── Document passage ──
Canadian province governance body

The Saskatchewan Legislature is made of two elements: the lieutenant governor as representative of the King of Canada, and the unicameral assembly called the Legislative Assembly. The legislature has existed since Saskatchewan was formed out of part of the North-West Territories in 1905.

Like the Canadian federal government, Saskatchewan uses a Westminster-style parliamentary government, in which members are sent to the Legislative Assembly after general elections and from there the party with the most seats chooses a premier and Executive Council. The premier is Saskatchewan's head of government.

==List of legislatures==
Following is a list of the 30 times the legislature has been convened since 1905. For previous legislatures, see List of Northwest Territories Legislative Assemblies.
───
── Dataset ──
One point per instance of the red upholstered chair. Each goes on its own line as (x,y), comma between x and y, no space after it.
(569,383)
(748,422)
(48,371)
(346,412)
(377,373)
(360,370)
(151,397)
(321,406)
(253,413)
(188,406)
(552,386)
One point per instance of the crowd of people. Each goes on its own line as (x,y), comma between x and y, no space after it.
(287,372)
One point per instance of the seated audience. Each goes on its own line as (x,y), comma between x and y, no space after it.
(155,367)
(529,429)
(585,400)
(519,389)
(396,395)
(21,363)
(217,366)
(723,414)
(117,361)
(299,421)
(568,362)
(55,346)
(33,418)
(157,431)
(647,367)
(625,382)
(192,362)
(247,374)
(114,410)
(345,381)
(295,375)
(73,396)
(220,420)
───
── Dataset ──
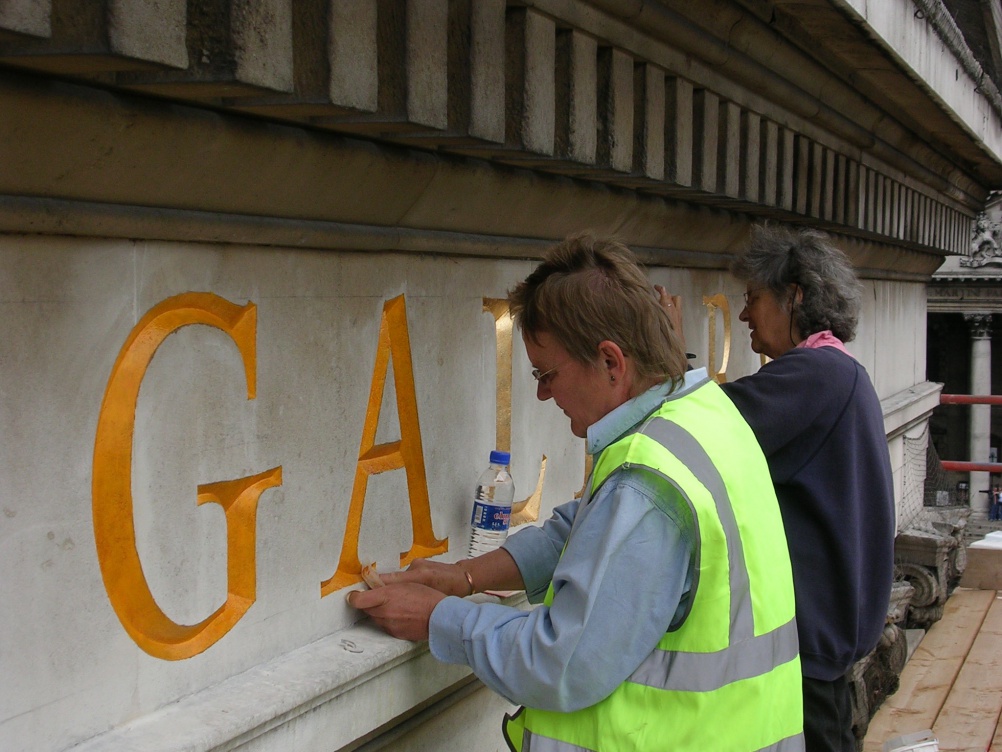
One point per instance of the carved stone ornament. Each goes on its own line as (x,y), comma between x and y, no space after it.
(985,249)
───
Set of tasks
A: Do these statements agree with the passage on the Saskatchewan Legislature? Answer yes or no for each, quoting the words of the passage that decide it. (i) Saskatchewan's Legislative Assembly has two chambers. (ii) The legislature has existed since 1905. (iii) The party with the most seats chooses the premier.
B: Reproduce the part of the passage on the Saskatchewan Legislature that opens with "Like the Canadian" and closes with "head of government.".

Exercise answers
A:
(i) No: "the unicameral assembly called the Legislative Assembly"
(ii) Yes: "The legislature has existed since Saskatchewan was formed out of part of the North-West Territories in 1905."
(iii) Yes: "the party with the most seats chooses a premier and Executive Council"

B:
Like the Canadian federal government, Saskatchewan uses a Westminster-style parliamentary government, in which members are sent to the Legislative Assembly after general elections and from there the party with the most seats chooses a premier and Executive Council. The premier is Saskatchewan's head of government.